[Collected data entries]
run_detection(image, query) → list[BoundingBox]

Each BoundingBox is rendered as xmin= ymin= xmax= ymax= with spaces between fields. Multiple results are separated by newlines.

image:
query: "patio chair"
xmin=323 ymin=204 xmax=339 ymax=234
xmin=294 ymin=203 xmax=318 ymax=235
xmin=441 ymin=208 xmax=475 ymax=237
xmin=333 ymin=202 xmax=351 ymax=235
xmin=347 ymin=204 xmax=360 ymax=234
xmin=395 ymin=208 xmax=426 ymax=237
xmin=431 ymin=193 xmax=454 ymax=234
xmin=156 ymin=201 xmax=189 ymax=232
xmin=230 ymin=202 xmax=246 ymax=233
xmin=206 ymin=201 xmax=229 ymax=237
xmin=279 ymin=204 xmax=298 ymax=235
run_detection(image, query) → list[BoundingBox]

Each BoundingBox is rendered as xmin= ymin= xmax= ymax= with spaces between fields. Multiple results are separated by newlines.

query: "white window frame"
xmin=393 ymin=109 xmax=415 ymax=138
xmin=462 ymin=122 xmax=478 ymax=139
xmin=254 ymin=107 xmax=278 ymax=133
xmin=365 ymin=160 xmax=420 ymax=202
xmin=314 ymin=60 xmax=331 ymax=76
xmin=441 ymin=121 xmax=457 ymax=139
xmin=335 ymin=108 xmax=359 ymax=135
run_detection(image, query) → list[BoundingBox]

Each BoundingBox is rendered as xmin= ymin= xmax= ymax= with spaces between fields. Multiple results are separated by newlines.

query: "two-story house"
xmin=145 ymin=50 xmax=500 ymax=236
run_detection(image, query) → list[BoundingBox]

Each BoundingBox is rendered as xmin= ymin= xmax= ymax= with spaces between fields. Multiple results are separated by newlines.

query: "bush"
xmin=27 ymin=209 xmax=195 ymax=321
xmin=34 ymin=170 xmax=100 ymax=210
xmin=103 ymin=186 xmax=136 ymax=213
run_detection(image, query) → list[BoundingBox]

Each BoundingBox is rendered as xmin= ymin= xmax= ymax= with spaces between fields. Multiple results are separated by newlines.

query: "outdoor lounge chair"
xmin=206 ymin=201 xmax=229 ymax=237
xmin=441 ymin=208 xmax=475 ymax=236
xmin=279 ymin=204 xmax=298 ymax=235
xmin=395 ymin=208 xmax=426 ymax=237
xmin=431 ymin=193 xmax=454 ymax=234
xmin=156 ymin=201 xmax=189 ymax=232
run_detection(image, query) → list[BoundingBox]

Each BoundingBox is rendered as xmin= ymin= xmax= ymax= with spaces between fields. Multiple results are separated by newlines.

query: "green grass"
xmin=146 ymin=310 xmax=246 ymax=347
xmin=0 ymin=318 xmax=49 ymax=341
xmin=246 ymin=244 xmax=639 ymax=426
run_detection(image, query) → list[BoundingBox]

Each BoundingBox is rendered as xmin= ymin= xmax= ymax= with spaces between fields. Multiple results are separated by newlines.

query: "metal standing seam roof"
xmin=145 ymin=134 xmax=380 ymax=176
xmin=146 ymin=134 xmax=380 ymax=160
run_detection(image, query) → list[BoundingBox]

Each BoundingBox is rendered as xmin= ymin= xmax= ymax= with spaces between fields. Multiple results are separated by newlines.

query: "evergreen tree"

**ACTION ITEM**
Nothing in the records should change when you repeat them all.

**EXPECTED OUTPUT**
run_detection(image, query) → list[BoundingBox]

Each BoundingBox is rendered as xmin= ymin= xmax= ymax= with spaces between fields. Multiple results are separated by newlines.

image:
query: "patio chair"
xmin=323 ymin=204 xmax=339 ymax=234
xmin=294 ymin=203 xmax=318 ymax=235
xmin=441 ymin=208 xmax=475 ymax=237
xmin=333 ymin=202 xmax=351 ymax=235
xmin=347 ymin=204 xmax=360 ymax=234
xmin=395 ymin=208 xmax=426 ymax=237
xmin=431 ymin=193 xmax=454 ymax=234
xmin=156 ymin=201 xmax=189 ymax=232
xmin=230 ymin=202 xmax=246 ymax=233
xmin=206 ymin=201 xmax=229 ymax=237
xmin=279 ymin=204 xmax=298 ymax=235
run_detection(image, query) → list[BoundingBox]

Each BoundingBox is rendered as xmin= ymin= xmax= ymax= with spaces between fields. Multiple results are separated by newlines.

query: "white window frame"
xmin=393 ymin=109 xmax=415 ymax=138
xmin=462 ymin=122 xmax=478 ymax=139
xmin=254 ymin=107 xmax=278 ymax=133
xmin=365 ymin=160 xmax=420 ymax=202
xmin=314 ymin=60 xmax=331 ymax=76
xmin=441 ymin=121 xmax=457 ymax=139
xmin=335 ymin=108 xmax=359 ymax=135
run_detection(image, query) → list[BoundingBox]

Each BoundingBox is rendered as xmin= ymin= xmax= ymax= with spaces between fields. Multiple results are separated by newlines.

query: "two-story house"
xmin=145 ymin=50 xmax=500 ymax=236
run_detection(image, query) → list[BoundingBox]

Each BoundingBox is rendered as xmin= ymin= xmax= ymax= with spaces between fields. Multiple results are separated by newlines.

query: "bush"
xmin=27 ymin=209 xmax=195 ymax=321
xmin=34 ymin=170 xmax=100 ymax=210
xmin=103 ymin=186 xmax=136 ymax=213
run_detection(image, query) → list[BoundingBox]

Each BoundingBox is rendered as xmin= ymin= xmax= ymax= with spaces between fields. Multiple results are separated by newlines.

query: "outdoor lounge chair"
xmin=206 ymin=201 xmax=229 ymax=237
xmin=441 ymin=208 xmax=475 ymax=236
xmin=279 ymin=204 xmax=298 ymax=235
xmin=395 ymin=208 xmax=426 ymax=237
xmin=431 ymin=193 xmax=454 ymax=234
xmin=156 ymin=201 xmax=189 ymax=232
run_detection(image, query) → list[BoundingBox]

Each BoundingBox is rendered as xmin= ymin= xmax= ymax= with spaces between fields. Multiple results are separated by newlines.

query: "green grass"
xmin=146 ymin=310 xmax=246 ymax=347
xmin=0 ymin=318 xmax=49 ymax=341
xmin=246 ymin=244 xmax=639 ymax=426
run_detection(image, query) → list[BoundingBox]

Each BoundingBox is rendered as xmin= ymin= xmax= ymax= with spaces between fields. Multiple results are separated by newlines.

query: "metal standing seam roof"
xmin=145 ymin=134 xmax=380 ymax=176
xmin=146 ymin=134 xmax=380 ymax=160
run_detection(image, query) → list[BoundingBox]

Each BoundingBox is rendered as xmin= ymin= xmax= ymax= with spaces between fields. Multiple results are separated by newlines.

query: "evergreen tree"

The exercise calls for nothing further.